Dataset items:
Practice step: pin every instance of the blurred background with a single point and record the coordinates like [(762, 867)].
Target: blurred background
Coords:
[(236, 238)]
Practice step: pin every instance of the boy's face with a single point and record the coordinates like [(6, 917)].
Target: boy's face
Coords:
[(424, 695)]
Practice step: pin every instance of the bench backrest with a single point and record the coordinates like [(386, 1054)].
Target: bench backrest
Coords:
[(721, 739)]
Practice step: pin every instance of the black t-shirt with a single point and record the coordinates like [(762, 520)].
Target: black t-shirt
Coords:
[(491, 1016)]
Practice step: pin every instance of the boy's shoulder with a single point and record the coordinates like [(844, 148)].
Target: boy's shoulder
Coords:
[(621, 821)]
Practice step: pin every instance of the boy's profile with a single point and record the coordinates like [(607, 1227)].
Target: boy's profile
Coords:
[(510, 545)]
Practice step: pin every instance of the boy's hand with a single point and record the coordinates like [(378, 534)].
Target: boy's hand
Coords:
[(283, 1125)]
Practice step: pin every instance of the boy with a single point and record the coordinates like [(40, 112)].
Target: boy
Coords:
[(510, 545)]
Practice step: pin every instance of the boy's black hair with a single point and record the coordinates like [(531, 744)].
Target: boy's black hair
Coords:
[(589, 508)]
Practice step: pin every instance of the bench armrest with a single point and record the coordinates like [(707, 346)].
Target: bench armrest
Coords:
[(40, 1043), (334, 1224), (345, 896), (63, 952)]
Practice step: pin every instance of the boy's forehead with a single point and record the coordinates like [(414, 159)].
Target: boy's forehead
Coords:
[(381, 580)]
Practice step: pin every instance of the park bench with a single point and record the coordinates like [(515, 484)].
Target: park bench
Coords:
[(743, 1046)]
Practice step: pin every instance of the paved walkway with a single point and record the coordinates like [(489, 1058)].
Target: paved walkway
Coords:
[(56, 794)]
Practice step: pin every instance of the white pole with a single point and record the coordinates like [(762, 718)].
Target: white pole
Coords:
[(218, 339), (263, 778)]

--- Aim ---
Copy every line of the listing above word for word.

--- Answer to this exercise ---
Practice step: pin every instance of the blurred background with a single point and record the coordinates like [(762, 867)].
Target: blurred background
Coords:
[(236, 238)]
Practice step: pin every instance of the boy's face with a single point and record the coordinates like [(6, 917)].
Target: boy's face
Coords:
[(424, 695)]
Practice step: pin every instance of the bench backrest with a single point and record the coordinates like [(386, 1054)].
Target: bench backrest
Coords:
[(721, 739)]
Practice step: pin every instance of the black t-shirt with a single point and record the coordinates like [(762, 520)].
Target: black t-shirt
Coords:
[(491, 1016)]
Practice step: pin every instance of the boy's shoulder with a single point and record the coordinates like [(844, 148)].
Target: boy's shoulder
Coords:
[(621, 821)]
Practice step: pin every instance of the boy's profile with a single point and record the coordinates like [(607, 1227)].
Target: boy's profile
Coords:
[(510, 545)]
Practice step: pin every instance of the boy's hand with a single point and record the coordinates like [(378, 534)].
Target: boy's hand
Coords:
[(283, 1125)]
Practice step: pin every instance of the boy with a single point and record the coordinates like [(40, 112)].
Target: boy
Coords:
[(510, 545)]
Practice step: pin every instance of the boy's black hair with a single point and record the coordinates like [(531, 744)].
Target: boy's black hair
Coords:
[(589, 508)]
Practice step: pin every instance of the bench armrest with a single point and record the coordinates like [(707, 346)].
Target: bench armrest
Coords:
[(40, 1043), (334, 1224), (345, 896), (63, 952)]
Practice step: pin every instance of the boy's forehead with a single point and record the coordinates like [(414, 159)].
Target: boy's forehead
Coords:
[(381, 580)]
Practice step: pin every instance of the park bench with a single point and record the coordinates like [(515, 484)].
Target: park bench
Coords:
[(743, 1046)]
Practice step: pin every instance of the paved walkway with a single point and record the coordinates like [(489, 1058)].
Target: paved walkway
Coords:
[(56, 794)]
Practice step: pin every instance of the white pole with a single point and record the coordinates like [(762, 718)].
Target: white pole
Coords:
[(218, 339), (263, 778)]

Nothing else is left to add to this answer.